§ Task inputs:
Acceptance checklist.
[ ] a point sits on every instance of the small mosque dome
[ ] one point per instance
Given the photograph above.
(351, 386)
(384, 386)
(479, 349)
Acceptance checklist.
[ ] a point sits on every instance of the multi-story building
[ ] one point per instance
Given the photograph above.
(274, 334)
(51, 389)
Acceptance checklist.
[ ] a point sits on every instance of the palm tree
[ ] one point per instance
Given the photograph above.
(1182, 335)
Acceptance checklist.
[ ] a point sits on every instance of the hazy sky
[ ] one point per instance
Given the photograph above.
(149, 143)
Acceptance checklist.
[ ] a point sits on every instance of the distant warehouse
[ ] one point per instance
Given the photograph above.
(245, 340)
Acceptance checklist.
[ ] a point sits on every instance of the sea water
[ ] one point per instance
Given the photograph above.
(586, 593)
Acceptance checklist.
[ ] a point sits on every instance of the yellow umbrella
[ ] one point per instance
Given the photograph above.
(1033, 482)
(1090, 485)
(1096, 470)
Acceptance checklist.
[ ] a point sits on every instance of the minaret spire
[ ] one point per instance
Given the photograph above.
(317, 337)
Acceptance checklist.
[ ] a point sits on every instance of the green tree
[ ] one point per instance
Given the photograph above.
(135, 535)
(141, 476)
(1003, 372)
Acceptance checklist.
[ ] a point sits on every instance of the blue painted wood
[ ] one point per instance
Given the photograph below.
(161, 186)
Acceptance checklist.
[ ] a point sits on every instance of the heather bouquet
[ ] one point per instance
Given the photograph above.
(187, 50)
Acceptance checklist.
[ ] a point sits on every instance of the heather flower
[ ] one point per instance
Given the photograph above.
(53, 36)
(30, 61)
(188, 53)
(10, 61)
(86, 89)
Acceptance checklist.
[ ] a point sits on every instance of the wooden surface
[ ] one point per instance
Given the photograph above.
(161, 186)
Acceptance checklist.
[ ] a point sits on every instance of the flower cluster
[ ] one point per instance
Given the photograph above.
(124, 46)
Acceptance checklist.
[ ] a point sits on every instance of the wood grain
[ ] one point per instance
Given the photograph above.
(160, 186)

§ Goal of the exercise: Find the word "flower" in the entries, then copy out every line that has it.

§ Response for this exercise:
[ ] a point sits on every instance of the heather flower
[ ] a point sits on every instance of the flower cluster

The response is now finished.